■ Information given ■
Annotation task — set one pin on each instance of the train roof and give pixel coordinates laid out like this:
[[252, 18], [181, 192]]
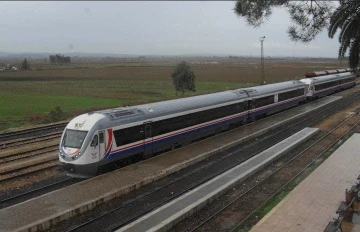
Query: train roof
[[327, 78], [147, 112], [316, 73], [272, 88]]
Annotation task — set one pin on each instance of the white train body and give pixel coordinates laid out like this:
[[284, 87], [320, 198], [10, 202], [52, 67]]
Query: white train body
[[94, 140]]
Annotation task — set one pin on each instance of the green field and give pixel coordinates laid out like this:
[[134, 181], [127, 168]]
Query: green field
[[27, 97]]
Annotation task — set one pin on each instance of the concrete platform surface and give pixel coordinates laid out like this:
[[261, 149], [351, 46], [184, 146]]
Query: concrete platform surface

--

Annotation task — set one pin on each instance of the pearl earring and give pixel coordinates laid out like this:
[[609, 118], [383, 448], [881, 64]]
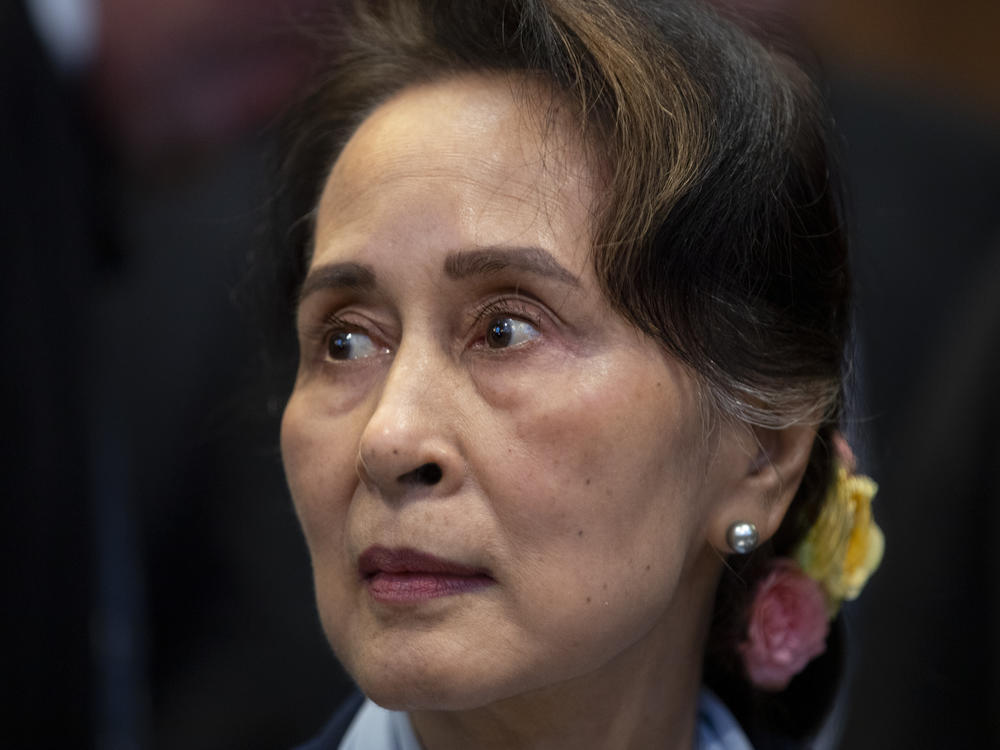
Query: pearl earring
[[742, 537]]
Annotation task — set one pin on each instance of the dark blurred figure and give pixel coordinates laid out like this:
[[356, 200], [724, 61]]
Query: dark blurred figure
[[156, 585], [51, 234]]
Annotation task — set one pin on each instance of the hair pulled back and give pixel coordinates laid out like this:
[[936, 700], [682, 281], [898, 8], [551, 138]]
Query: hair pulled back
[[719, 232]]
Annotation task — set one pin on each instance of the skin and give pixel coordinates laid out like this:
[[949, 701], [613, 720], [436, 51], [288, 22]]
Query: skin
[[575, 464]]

■ What this task involves ■
Put the records into a JSON list of strings, one string per line and no blank lines. Begin at the line that has "of the train", stop after the line that has "[[327, 78], [147, 112], [316, 73], [272, 88]]", and leave out the pictures.

■ Exercise answer ■
[
  "Annotation task — set one pin on each instance of the train roof and give pixel coordinates laid out like this:",
  "[[252, 18], [181, 192]]",
  "Query: train roof",
  "[[327, 78], [147, 112], [316, 73], [272, 88]]"
]